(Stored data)
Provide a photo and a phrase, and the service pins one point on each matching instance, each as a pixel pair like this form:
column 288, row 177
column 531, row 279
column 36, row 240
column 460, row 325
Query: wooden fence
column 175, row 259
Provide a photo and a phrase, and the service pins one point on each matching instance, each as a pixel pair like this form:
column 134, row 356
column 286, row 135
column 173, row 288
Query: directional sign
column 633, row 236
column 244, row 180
* * *
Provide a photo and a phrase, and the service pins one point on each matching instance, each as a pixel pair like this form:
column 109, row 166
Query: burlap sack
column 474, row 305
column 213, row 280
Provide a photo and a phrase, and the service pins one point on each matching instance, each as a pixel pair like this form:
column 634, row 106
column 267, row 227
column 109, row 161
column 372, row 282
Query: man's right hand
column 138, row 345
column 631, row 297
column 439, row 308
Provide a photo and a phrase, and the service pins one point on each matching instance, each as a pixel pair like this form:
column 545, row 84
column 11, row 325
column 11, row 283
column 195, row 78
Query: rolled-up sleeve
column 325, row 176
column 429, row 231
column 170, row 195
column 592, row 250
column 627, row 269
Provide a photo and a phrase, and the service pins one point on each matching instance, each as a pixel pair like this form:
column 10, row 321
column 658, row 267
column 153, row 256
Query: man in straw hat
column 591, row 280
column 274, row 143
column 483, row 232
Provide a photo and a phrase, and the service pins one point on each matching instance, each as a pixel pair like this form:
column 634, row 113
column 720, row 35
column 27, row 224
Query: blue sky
...
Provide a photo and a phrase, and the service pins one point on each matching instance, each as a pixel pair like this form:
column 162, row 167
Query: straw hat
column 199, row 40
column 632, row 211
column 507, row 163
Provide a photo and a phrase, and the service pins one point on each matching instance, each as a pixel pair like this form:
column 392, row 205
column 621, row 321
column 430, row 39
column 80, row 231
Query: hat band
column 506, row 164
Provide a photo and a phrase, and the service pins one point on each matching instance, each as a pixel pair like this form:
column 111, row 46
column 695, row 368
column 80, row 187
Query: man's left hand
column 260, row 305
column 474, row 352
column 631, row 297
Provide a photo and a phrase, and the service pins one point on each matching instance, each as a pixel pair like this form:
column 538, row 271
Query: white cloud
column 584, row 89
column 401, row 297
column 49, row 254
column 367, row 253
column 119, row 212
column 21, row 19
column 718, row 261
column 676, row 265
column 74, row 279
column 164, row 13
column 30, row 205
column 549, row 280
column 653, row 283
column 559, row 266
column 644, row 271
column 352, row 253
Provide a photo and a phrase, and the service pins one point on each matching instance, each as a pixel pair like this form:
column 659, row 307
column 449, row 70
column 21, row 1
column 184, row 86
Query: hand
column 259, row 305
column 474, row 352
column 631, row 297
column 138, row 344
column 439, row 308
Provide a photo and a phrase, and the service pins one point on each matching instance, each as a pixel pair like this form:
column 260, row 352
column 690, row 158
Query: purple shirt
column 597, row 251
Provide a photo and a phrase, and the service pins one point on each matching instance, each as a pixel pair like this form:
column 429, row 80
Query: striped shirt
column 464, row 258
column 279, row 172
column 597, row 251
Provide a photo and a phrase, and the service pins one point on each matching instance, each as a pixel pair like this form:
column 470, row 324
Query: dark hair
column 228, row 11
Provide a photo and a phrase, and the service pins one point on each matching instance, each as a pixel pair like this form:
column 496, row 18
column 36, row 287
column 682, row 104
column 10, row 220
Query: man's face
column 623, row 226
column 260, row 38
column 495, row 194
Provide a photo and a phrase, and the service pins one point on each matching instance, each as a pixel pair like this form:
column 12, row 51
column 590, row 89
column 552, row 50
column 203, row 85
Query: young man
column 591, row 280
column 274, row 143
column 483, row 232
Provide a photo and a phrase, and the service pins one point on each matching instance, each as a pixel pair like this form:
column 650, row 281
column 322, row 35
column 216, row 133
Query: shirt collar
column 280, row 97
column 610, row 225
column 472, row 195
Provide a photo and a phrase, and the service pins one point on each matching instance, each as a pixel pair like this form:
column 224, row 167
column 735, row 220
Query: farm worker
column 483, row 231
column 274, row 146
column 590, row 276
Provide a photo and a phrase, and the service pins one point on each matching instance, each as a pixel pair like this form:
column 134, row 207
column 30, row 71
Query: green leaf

*Problem details*.
Return every line of the items that contains the string "hand". Treat case as significant when matching.

*Solution for this task*.
Query: man's right hand
Query: man's left hand
Query: hand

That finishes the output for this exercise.